[What the exercise asks]: Select and copy each line of the material below that contains the word "bird".
***** Entries provided *****
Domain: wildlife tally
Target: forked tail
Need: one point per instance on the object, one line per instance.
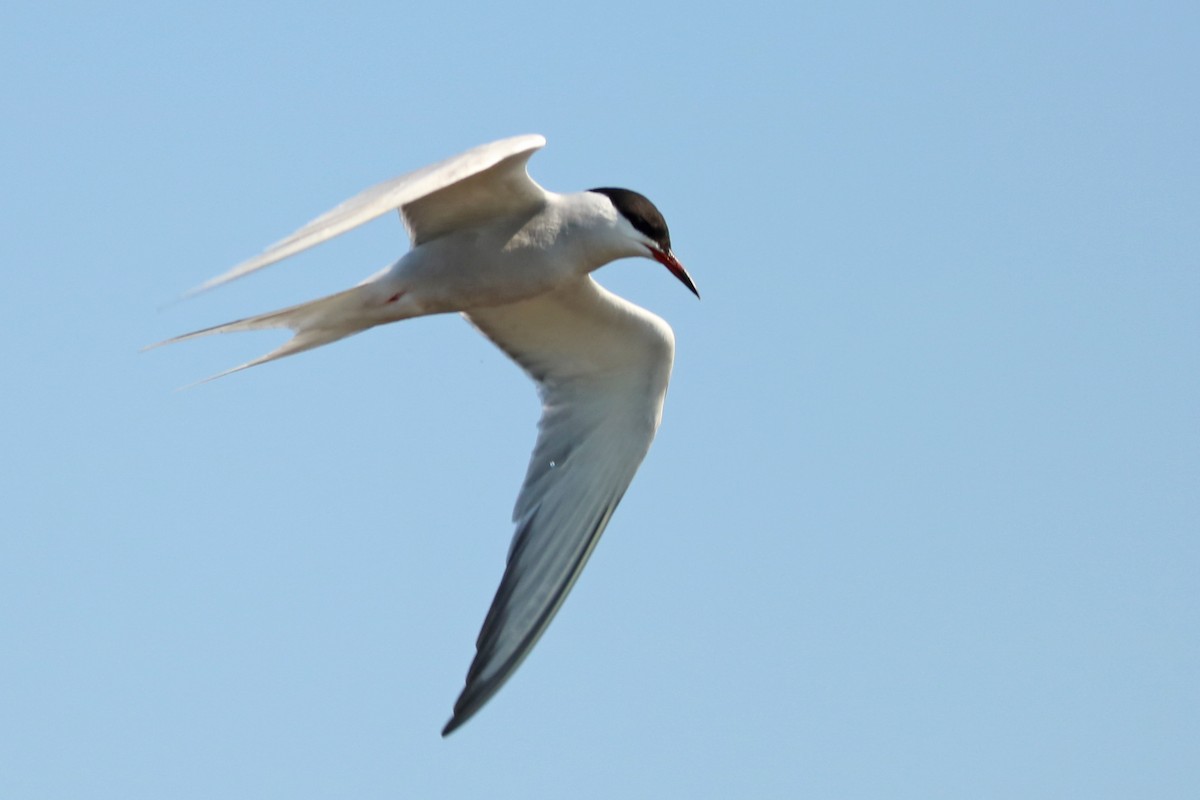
*****
***** Entries provided *****
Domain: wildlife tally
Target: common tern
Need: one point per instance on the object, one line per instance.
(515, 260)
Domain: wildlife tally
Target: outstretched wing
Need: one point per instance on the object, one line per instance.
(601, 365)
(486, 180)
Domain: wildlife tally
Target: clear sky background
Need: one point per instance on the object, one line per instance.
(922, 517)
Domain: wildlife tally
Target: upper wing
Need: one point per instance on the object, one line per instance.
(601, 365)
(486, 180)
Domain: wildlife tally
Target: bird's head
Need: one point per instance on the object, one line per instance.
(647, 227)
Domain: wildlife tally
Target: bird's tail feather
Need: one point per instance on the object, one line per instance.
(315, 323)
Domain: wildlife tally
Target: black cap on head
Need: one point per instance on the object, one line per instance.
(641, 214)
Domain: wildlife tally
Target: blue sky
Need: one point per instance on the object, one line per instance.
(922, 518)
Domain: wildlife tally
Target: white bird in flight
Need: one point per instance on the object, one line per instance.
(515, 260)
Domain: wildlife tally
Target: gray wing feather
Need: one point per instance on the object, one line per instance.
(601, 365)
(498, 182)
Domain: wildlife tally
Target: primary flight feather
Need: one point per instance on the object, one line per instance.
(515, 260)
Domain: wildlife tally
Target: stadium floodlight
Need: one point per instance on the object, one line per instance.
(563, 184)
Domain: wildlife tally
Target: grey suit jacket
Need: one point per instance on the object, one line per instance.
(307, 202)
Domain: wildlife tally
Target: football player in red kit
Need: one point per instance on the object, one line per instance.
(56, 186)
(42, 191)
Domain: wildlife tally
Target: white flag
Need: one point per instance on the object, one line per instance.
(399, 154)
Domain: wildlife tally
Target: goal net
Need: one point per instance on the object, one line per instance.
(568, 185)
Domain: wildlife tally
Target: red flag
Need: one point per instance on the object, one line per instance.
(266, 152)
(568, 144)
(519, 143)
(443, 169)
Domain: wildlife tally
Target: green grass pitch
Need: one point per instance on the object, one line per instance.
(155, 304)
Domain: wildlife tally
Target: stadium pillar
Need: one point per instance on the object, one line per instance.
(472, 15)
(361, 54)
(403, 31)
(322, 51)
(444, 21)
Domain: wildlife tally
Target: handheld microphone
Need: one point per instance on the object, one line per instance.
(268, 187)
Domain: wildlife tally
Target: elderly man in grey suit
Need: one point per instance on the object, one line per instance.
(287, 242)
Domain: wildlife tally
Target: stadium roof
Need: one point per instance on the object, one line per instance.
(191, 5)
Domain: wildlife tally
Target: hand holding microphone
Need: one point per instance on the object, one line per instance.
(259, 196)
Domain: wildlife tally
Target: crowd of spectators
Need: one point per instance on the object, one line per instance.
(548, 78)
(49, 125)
*****
[Solution]:
Target: bird's head
Target: bird's tail feather
Target: white bird in flight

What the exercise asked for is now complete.